--- Start Data for this exercise ---
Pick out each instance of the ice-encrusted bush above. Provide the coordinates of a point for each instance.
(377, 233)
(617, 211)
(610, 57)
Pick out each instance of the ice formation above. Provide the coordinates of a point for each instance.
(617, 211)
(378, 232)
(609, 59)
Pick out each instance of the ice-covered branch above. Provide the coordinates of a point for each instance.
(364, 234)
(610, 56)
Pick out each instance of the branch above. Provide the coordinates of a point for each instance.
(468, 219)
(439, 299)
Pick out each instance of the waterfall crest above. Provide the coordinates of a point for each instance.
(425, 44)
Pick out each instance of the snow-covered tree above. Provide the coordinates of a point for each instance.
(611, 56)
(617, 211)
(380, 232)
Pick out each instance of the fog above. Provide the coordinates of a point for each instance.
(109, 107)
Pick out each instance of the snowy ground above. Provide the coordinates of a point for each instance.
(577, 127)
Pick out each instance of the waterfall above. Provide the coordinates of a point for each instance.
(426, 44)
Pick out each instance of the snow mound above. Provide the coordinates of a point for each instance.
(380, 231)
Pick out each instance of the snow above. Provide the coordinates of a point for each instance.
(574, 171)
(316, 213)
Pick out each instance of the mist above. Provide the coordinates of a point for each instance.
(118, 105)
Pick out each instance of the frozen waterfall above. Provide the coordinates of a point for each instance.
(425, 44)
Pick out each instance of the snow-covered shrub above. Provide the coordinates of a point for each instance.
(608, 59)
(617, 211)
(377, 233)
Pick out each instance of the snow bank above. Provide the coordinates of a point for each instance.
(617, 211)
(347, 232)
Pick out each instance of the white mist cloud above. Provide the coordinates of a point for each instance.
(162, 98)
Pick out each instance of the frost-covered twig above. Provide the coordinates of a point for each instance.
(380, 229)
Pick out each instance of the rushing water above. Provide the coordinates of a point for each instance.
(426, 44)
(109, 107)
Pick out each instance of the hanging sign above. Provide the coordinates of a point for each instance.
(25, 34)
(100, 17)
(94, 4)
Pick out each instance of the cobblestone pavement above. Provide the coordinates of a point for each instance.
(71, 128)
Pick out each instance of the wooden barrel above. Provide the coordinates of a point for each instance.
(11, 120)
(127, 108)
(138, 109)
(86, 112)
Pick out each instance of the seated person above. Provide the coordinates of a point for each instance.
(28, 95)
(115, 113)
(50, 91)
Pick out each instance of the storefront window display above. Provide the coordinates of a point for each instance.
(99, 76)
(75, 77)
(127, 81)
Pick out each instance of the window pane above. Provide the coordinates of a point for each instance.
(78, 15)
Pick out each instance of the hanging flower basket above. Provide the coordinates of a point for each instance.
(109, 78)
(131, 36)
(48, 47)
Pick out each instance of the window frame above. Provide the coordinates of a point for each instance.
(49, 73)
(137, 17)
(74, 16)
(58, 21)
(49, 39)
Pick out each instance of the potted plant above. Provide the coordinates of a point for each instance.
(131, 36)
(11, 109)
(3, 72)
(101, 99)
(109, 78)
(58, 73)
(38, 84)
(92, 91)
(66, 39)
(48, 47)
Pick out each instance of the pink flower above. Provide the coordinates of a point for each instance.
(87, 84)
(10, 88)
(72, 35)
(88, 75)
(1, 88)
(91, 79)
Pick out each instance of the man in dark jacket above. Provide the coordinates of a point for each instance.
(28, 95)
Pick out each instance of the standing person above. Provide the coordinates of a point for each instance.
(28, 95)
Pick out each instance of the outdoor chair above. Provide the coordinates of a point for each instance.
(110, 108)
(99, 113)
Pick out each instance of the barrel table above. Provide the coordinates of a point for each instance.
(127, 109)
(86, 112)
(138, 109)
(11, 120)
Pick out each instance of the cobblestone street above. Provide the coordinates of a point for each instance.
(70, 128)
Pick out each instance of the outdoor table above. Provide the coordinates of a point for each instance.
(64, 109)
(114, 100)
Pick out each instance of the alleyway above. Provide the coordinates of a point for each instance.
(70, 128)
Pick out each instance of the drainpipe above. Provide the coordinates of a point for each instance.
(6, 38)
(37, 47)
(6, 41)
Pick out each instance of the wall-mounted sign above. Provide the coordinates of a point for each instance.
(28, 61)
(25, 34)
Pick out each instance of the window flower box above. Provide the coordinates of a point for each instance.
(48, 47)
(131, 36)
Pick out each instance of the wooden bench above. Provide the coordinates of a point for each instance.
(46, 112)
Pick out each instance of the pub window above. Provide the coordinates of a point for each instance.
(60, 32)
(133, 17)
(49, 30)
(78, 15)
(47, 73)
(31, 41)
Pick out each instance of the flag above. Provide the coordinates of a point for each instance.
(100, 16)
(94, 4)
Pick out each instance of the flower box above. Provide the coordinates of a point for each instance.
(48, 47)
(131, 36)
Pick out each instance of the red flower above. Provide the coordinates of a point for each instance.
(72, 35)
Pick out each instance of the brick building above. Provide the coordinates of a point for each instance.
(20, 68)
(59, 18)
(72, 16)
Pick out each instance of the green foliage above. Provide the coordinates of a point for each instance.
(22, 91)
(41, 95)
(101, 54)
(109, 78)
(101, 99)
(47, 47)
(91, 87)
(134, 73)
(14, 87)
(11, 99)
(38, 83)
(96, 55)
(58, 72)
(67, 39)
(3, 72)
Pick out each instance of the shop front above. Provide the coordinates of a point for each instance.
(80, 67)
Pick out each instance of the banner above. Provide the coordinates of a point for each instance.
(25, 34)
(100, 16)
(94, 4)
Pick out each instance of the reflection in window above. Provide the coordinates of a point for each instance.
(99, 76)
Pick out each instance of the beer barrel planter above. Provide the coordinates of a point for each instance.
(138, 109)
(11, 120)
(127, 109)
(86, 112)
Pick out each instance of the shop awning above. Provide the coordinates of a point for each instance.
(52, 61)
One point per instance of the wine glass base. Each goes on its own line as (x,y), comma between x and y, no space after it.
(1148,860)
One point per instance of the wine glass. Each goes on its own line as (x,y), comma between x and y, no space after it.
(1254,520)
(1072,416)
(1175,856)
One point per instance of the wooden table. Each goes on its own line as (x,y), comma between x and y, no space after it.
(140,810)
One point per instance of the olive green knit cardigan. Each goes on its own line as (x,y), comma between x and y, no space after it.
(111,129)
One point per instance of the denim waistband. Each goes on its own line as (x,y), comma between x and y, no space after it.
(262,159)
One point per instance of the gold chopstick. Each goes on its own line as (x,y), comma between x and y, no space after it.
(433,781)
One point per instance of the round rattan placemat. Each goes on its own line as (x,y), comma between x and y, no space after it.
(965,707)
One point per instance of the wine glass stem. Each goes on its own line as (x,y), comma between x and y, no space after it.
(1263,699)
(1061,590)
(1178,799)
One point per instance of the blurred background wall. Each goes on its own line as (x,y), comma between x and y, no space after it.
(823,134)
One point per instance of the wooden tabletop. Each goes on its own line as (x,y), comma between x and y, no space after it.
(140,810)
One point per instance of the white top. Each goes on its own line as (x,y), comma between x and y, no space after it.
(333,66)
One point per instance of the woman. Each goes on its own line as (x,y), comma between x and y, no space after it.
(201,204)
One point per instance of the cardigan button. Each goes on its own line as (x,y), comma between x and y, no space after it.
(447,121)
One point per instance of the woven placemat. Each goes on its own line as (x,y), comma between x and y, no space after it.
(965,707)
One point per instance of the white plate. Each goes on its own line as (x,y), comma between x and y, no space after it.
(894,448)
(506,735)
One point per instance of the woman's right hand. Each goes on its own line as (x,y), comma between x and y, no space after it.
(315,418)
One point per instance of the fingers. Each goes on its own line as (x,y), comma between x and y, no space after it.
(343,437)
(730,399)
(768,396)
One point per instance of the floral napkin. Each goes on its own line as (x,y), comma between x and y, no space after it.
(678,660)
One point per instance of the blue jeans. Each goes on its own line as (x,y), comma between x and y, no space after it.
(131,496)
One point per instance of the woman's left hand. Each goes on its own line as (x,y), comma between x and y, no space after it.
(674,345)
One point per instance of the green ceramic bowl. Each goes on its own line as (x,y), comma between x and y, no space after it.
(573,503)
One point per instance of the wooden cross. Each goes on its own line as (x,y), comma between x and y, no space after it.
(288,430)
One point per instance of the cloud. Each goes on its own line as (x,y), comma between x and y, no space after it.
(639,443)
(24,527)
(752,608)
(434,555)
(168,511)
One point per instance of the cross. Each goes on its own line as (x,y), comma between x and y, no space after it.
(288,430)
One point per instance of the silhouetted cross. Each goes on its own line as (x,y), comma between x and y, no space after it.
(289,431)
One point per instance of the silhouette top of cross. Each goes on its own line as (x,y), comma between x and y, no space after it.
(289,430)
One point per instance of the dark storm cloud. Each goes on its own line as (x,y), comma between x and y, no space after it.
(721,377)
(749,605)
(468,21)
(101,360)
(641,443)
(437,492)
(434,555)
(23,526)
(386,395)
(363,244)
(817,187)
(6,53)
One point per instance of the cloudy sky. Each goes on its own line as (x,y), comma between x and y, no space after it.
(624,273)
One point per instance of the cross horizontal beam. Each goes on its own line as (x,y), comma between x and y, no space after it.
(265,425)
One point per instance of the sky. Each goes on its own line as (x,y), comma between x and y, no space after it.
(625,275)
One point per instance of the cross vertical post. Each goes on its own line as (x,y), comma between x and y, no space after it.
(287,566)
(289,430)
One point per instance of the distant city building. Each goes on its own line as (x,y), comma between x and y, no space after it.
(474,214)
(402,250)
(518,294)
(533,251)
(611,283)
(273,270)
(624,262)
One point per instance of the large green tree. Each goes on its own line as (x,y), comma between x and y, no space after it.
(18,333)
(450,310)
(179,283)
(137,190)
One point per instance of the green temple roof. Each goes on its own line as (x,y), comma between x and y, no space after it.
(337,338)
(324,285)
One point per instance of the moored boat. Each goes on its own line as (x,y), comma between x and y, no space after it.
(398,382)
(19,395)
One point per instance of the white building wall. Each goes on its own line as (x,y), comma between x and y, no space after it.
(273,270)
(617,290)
--- End Data for this exercise ---
## The problem
Output exactly the lines from the one containing "One point per instance of the large" through the last line of the entries, both ends included.

## The reply
One point per instance of the large green tree. Each goes on its own line as (x,y), comma between x and y, no space after it.
(18,333)
(450,310)
(179,283)
(137,190)
One point per instance of the green temple roof. Each goes on its own line as (x,y), comma between x and y, no space after it.
(337,338)
(324,285)
One point per instance of the moored boat. Each goes on its own line as (x,y), comma between x and y, no space after it.
(398,382)
(19,395)
One point per instance of the white building wall. Each goes on its own line as (x,y), comma between x and y, no space after it.
(273,270)
(617,290)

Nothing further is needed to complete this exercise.